§ SOURCE TEXT
● ● ● ● ● ● ●
4 What is new
Compared to the the previous major release (1.3.0 release Aug 1998)
1.4.0 is not functionally so different from its previous versions.
This release is primarily a consolidation release fixing and tidying
up some of the lower level aspects of the system to allow better
modularity for some of our future planned modules.
- Copyright change:
The system is now free and has no commercial restriction. Note that
currently on the US voices (ked and kal) are also now unrestricted. The
UK English voices depend on the Oxford Advanced Learners’ Dictionary of
Current English which cannot be used for commercial use without
permission from Oxford University Press.
- Architecture tidy up:
the interfaces to lower level part parts of the system have been tidied
up deleting some of the older code that was supported for
compatibility reasons. This is a much higher dependence of features
and easier (and safer) ways to register new objects as feature values
and Scheme objects. Scheme has been tidied up. It is no longer
"in one defun" but "in one directory".
- New documentation system for speech tools:
A new docbook based documentation system has been added to the
speech tools. Festival’s documentation will will move
over to this sometime soon too.
● ● ● ● ● ● ●
§ MATERIAL PROVIDED
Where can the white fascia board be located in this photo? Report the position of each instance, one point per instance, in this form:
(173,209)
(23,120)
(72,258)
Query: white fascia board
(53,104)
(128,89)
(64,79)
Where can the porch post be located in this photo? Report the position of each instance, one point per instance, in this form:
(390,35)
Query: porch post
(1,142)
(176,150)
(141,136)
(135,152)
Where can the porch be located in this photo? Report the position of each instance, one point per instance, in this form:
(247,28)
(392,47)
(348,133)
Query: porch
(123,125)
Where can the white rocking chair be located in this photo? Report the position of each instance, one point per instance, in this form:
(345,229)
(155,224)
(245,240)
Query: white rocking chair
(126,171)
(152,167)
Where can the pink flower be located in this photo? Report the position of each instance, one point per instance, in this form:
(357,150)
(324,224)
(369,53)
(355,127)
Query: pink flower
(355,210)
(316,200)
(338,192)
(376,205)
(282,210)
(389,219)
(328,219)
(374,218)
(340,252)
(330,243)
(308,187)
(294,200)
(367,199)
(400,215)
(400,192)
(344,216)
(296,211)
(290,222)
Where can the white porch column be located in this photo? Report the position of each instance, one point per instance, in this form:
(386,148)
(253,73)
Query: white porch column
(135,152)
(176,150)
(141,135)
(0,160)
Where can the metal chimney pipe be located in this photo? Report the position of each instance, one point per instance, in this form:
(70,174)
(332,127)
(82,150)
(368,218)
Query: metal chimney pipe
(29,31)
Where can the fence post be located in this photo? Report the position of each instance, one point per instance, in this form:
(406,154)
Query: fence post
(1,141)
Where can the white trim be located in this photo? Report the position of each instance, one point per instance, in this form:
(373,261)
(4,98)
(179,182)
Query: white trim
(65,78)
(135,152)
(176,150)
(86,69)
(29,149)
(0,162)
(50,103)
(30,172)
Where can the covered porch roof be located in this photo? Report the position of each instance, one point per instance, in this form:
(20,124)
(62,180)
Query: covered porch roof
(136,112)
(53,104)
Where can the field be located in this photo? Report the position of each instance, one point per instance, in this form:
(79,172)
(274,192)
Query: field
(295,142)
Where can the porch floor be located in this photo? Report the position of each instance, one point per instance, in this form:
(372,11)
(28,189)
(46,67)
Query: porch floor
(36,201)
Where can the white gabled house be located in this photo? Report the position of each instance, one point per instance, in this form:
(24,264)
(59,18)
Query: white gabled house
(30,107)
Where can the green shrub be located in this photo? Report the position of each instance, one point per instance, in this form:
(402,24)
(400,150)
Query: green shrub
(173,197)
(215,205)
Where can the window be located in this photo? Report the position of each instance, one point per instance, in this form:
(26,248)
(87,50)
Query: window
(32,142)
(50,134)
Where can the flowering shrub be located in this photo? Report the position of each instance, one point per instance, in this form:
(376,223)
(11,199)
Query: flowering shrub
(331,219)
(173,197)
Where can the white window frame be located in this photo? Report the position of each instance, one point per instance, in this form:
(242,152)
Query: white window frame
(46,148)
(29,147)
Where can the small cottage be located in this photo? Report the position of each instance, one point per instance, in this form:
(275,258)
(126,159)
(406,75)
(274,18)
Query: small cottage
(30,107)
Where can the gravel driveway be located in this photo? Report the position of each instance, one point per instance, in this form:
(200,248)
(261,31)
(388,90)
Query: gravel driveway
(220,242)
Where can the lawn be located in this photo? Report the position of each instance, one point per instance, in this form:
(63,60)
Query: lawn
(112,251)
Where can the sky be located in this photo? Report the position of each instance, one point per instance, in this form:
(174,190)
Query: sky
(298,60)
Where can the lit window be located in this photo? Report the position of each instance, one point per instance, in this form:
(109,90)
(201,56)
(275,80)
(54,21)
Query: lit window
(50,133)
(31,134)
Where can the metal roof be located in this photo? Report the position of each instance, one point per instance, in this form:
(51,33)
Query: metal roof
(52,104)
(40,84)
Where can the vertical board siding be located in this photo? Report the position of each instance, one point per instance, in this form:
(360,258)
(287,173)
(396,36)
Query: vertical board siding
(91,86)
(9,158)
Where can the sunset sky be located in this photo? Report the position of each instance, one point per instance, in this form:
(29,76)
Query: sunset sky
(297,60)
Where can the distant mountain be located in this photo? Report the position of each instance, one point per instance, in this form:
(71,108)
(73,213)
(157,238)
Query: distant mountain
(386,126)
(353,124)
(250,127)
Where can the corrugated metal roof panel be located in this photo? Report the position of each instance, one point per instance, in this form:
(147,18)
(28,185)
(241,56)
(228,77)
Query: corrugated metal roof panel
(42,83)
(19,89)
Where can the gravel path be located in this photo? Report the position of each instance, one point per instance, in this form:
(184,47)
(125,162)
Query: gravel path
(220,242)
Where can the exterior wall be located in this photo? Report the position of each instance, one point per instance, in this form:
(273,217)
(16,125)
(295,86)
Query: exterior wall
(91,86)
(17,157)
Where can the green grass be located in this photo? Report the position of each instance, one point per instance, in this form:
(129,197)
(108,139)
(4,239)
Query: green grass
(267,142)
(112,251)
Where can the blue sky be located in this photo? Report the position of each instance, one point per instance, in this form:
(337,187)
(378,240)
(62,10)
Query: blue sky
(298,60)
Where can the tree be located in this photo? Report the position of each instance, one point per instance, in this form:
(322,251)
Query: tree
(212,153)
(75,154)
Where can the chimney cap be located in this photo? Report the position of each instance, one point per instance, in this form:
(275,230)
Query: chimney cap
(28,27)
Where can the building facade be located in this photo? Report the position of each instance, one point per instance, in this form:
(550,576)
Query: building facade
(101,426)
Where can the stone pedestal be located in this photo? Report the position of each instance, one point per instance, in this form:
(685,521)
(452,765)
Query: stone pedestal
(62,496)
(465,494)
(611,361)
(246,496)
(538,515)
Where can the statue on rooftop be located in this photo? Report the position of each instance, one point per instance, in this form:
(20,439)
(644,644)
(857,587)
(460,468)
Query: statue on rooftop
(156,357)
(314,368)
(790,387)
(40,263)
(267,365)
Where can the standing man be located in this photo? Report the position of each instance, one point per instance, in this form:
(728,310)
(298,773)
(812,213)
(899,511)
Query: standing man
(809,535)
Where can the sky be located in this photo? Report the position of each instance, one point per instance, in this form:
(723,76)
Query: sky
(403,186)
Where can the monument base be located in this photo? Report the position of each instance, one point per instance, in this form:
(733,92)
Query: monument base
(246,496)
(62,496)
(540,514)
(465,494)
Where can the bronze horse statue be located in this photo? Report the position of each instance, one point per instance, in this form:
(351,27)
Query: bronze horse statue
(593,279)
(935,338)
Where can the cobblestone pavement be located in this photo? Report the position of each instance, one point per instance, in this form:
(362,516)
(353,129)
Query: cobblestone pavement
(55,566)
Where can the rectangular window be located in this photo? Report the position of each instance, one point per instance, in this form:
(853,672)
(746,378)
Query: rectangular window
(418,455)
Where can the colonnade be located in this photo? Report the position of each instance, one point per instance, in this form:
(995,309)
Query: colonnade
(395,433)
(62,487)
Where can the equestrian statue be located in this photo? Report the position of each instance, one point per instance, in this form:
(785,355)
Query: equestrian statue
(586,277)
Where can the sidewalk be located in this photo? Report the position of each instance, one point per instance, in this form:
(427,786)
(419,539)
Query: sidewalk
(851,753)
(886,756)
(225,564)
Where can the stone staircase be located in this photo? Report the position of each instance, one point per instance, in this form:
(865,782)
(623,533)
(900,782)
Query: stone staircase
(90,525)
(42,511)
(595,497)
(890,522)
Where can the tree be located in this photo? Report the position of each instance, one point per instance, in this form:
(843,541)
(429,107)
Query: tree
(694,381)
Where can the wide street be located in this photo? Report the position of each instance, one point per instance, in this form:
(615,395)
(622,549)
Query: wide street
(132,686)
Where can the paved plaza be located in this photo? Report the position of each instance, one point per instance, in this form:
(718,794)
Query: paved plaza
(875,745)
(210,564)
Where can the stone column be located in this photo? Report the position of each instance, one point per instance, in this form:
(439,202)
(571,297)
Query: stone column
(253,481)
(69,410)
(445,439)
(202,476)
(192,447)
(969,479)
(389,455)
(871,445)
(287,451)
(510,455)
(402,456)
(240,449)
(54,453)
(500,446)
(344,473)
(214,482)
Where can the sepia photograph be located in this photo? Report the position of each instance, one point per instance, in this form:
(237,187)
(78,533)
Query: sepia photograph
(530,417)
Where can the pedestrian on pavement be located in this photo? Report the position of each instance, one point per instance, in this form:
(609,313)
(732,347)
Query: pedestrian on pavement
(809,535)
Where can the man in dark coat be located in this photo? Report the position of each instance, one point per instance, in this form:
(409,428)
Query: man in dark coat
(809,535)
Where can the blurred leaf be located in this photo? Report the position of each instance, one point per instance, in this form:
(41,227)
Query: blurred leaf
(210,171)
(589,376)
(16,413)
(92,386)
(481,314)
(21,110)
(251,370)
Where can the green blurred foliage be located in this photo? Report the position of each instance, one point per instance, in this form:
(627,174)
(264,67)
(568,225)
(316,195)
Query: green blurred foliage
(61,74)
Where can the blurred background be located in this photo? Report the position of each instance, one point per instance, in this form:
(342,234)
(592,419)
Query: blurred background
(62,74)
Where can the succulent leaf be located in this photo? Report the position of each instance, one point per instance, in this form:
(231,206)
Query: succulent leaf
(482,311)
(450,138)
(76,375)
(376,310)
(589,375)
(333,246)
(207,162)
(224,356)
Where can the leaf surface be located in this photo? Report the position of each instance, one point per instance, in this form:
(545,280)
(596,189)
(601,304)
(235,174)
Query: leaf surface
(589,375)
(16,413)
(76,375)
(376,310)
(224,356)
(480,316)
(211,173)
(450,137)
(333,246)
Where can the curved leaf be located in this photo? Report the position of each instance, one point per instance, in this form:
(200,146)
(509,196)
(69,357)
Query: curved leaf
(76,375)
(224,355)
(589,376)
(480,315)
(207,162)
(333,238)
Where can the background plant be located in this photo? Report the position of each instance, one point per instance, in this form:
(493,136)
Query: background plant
● ● ● ● ● ● ●
§ WORK TO BE COMPLETED
Sum up the "What is new" section in three sentences.

§ SOLUTION
Release 1.4.0 differs little in function from earlier versions and mainly fixes and tidies lower-level parts of the system to allow better modularity for planned future modules. The system is now free with no commercial restriction, though the UK English voices depend on a dictionary that cannot be used commercially without permission from Oxford University Press. Older code kept for compatibility has been deleted, Scheme has been tidied up, and a new docbook-based documentation system has been added to the speech tools, with Festival's documentation set to move over to it soon.